17.5.22

Os rascunhos que são “gordas”

 Há notícias que, de tão bizarras, merecem mais do que ser só isso: notícias. Deixando de ser só notícias, podiam mesmo é não ser nada, dando não apenas valor ao silêncio, como fazendo um favor à educação para a cidadania, evitando-se o exemplo nefasto. É que o exemplo, por mais voltas dadas às teorias para a educação, é o seu coração. Já os humoristas, que sabem que em palco não são exemplo para ninguém, dão o devido valor a estas notícias, dando-lhes exímio uso. Alguns até conseguem ser eleitos presidentes de países, e tudo.


Mas agora a sério, tão a sério como questões de vida e de morte: são notícias que merecem detalhe, explicações cabais, contraditório. Tudo com o mesmo nível de estridência que “as gordas” dos jornais têm; as que, toda a gente sabe, fazem babar uns e espumar outros. Sendo que uns e outros são, não apenas os que não têm possibilidades de saber mais, como os que sabem tanto que os mantêm nessas impossibilidades. E é o que vende, claro, no sempre negativo saldo para a informação e, por isso, com perdas na democracia; com lucro fácil só mesmo no tribalismo e na grunhice.

Uma das que saiu ultimamente foi a relação da eventual avaliação de desempenho dos médicos de planeamento familiar pelo número de abortos que conseguem, ou não, evitar. Para além de escabroso, por se ter focado numa questão que para além de médica tem questões morais que lhe estão associadas e são tema ainda fracturante na conversa de café, o caso tem todos os ingredientes para ser polémico - se for mesmo assim - ou para ser ridículo - se for só um rascunho.

##########

• [AÇÃO PEDIDA 1]
No texto sobre as notícias «gordas», por que critério se faria a eventual avaliação de desempenho dos médicos de planeamento familiar?
• [AÇÃO PEDIDA 2]
Reproduza do texto sobre as notícias «gordas» o trecho que abre com as palavras que contêm "Mas agora a" e fecha com "e na grunhice.".
• [AÇÃO PEDIDA 3]
Retome o texto sobre as notícias «gordas» a partir da última frase apresentada e dê-lhe continuação.

##########

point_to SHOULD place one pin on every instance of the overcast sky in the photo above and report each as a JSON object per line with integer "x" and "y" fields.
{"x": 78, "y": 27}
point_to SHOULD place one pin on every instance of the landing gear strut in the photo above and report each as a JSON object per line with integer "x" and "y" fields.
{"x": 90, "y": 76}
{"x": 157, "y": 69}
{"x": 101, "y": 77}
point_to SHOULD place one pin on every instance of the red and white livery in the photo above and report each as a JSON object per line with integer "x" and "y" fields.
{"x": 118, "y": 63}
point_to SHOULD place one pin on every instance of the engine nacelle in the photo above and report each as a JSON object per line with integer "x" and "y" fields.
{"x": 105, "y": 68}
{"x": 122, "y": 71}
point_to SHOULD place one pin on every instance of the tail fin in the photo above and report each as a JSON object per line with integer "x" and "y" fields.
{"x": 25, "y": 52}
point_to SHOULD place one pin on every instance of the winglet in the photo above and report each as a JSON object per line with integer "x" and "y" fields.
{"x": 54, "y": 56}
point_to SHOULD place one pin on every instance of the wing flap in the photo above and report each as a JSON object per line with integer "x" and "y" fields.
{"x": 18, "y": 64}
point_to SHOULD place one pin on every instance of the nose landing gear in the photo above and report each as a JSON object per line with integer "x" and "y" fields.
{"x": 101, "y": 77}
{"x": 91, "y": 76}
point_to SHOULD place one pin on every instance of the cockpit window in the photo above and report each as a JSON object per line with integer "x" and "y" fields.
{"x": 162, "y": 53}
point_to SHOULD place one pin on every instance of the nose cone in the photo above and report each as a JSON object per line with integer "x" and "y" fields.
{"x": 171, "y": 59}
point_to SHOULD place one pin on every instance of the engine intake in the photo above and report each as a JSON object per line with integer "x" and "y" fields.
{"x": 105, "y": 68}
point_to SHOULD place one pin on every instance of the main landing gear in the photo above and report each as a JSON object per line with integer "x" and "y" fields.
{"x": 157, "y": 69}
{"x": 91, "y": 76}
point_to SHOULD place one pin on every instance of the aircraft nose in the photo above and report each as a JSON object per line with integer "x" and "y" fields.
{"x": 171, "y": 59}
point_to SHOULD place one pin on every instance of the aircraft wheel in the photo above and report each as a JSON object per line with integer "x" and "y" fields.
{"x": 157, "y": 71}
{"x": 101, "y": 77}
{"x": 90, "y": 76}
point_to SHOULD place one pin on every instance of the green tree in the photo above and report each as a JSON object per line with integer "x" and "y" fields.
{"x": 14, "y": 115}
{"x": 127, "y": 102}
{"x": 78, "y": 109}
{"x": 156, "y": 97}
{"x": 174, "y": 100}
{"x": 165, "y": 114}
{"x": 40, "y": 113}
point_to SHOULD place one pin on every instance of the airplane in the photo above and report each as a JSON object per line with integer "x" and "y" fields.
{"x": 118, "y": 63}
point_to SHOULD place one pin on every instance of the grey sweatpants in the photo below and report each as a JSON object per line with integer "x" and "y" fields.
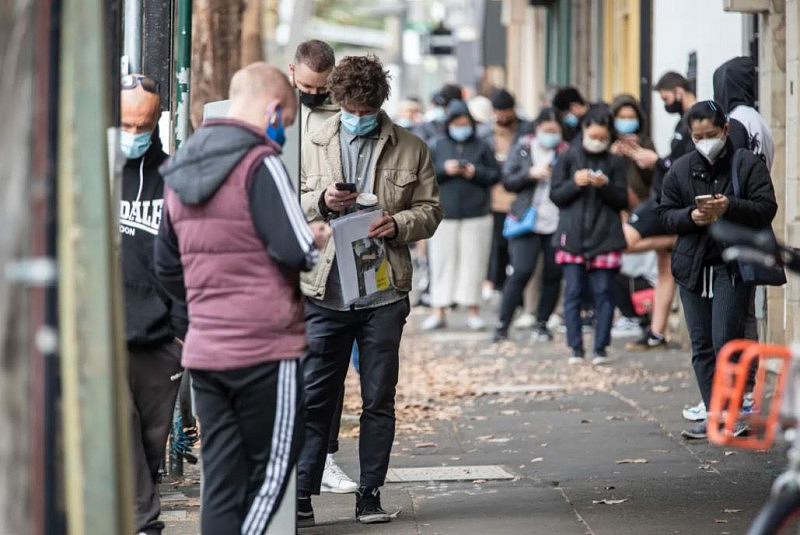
{"x": 154, "y": 375}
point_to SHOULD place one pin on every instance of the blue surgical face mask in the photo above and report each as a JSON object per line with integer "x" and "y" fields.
{"x": 134, "y": 145}
{"x": 460, "y": 133}
{"x": 548, "y": 140}
{"x": 626, "y": 126}
{"x": 571, "y": 120}
{"x": 438, "y": 114}
{"x": 275, "y": 129}
{"x": 358, "y": 126}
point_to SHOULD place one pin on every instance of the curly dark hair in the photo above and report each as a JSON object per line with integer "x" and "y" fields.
{"x": 359, "y": 80}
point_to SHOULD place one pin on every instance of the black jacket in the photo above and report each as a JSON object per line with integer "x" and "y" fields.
{"x": 589, "y": 223}
{"x": 691, "y": 176}
{"x": 462, "y": 198}
{"x": 735, "y": 83}
{"x": 516, "y": 174}
{"x": 152, "y": 318}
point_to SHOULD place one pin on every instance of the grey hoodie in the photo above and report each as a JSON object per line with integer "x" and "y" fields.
{"x": 197, "y": 170}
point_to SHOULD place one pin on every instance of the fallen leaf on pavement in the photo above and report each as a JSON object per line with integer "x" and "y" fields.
{"x": 606, "y": 501}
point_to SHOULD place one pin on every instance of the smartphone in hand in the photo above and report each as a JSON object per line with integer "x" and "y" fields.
{"x": 701, "y": 200}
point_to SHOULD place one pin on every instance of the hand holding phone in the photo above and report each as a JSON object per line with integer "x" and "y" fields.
{"x": 346, "y": 186}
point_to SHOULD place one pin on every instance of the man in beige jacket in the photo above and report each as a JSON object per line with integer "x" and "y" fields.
{"x": 360, "y": 146}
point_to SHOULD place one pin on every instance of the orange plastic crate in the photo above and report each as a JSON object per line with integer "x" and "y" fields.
{"x": 734, "y": 363}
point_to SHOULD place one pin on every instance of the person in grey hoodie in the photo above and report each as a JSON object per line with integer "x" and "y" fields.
{"x": 232, "y": 243}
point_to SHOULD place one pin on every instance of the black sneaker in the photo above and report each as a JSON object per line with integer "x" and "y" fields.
{"x": 368, "y": 506}
{"x": 647, "y": 342}
{"x": 305, "y": 513}
{"x": 698, "y": 432}
{"x": 541, "y": 333}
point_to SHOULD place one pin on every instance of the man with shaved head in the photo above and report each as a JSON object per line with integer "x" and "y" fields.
{"x": 232, "y": 243}
{"x": 153, "y": 320}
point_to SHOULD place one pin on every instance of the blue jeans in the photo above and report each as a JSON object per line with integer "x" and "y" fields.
{"x": 601, "y": 282}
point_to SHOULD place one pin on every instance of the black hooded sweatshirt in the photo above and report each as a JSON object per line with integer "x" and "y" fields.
{"x": 152, "y": 318}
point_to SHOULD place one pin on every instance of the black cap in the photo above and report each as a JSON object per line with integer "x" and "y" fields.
{"x": 566, "y": 96}
{"x": 502, "y": 100}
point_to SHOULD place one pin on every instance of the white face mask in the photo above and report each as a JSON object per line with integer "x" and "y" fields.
{"x": 710, "y": 148}
{"x": 595, "y": 146}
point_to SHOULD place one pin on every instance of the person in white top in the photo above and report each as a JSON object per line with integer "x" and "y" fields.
{"x": 735, "y": 88}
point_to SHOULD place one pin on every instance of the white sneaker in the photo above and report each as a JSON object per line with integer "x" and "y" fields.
{"x": 626, "y": 328}
{"x": 525, "y": 321}
{"x": 475, "y": 323}
{"x": 695, "y": 414}
{"x": 335, "y": 480}
{"x": 432, "y": 323}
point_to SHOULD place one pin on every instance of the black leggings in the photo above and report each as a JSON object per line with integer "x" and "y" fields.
{"x": 524, "y": 255}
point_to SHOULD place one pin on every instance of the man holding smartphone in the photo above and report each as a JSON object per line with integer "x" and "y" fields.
{"x": 360, "y": 146}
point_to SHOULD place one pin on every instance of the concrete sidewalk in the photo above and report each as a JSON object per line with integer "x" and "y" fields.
{"x": 559, "y": 431}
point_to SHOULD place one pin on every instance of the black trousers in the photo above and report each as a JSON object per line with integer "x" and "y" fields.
{"x": 252, "y": 429}
{"x": 525, "y": 252}
{"x": 499, "y": 257}
{"x": 330, "y": 342}
{"x": 713, "y": 322}
{"x": 336, "y": 425}
{"x": 154, "y": 375}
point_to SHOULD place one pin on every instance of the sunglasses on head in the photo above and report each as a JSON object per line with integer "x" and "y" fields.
{"x": 130, "y": 81}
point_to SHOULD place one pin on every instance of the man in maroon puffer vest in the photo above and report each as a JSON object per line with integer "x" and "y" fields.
{"x": 232, "y": 243}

##########

• [RESULTADO DO EXERCÍCIO 1]
Pelo número de abortos que conseguem, ou não, evitar.

• [RESULTADO DO EXERCÍCIO 2]
Mas agora a sério, tão a sério como questões de vida e de morte: são notícias que merecem detalhe, explicações cabais, contraditório. Tudo com o mesmo nível de estridência que “as gordas” dos jornais têm; as que, toda a gente sabe, fazem babar uns e espumar outros. Sendo que uns e outros são, não apenas os que não têm possibilidades de saber mais, como os que sabem tanto que os mantêm nessas impossibilidades. E é o que vende, claro, no sempre negativo saldo para a informação e, por isso, com perdas na democracia; com lucro fácil só mesmo no tribalismo e na grunhice.

• [RESULTADO DO EXERCÍCIO 3]
Polémico, porque é potencialmente discriminatório se não se perceber o contexto e o “caso-floresta” em vez de nos concentrar no “caso-árvore”; no fundo, também por envolver três palavras suculentas que assanham discussões em várias mesas de café: avaliação, médicos e aborto. Ridículo, porque, nas diferentes negociações de qualquer assunto complicado e específico, é preferível que, em fases de discussão, de ensaio, o chamado “brainstorming”, as propostas não sejam logo publicitadas. A menos que a proposta vencedora logo em fase preliminar tenha razões para ser arrasada por quem se bateu, convictamente, contra ela. Nestes casos, servem bem como argumento de oposição. Assim cheguem a ser “gordas”.

E o que acabou por acontecer foi precisamente uma correcção do caminho levantado como hipótese e o assunto terá morrido, pelo menos nos termos em que foi criado. E com ele, com o caso particular do aborto e do planeamento familiar, os assuntos “médicos” e “avaliação” continuam no laboratório dos técnicos e especialistas. Talvez abortados. Ou à espera que se esqueçam deles. Ou, para o pior ou melhor, até que chegue uma “voz de dono”, de um político claro, que assuma esse odioso e arrisque a sua reputação, nas mesas de café e, outra vez claro, na urna dos votos que é onde também se enterram políticos.

Notícias podem, e devem, alertar os cidadãos. Melhores notícias permitem melhores alertas. Esta notícia que circulou foi mesmo sobre quê? Avaliação de médicos ou aborto? Talvez valha a pena perceber para que serve publicar “às massas” um rascunho.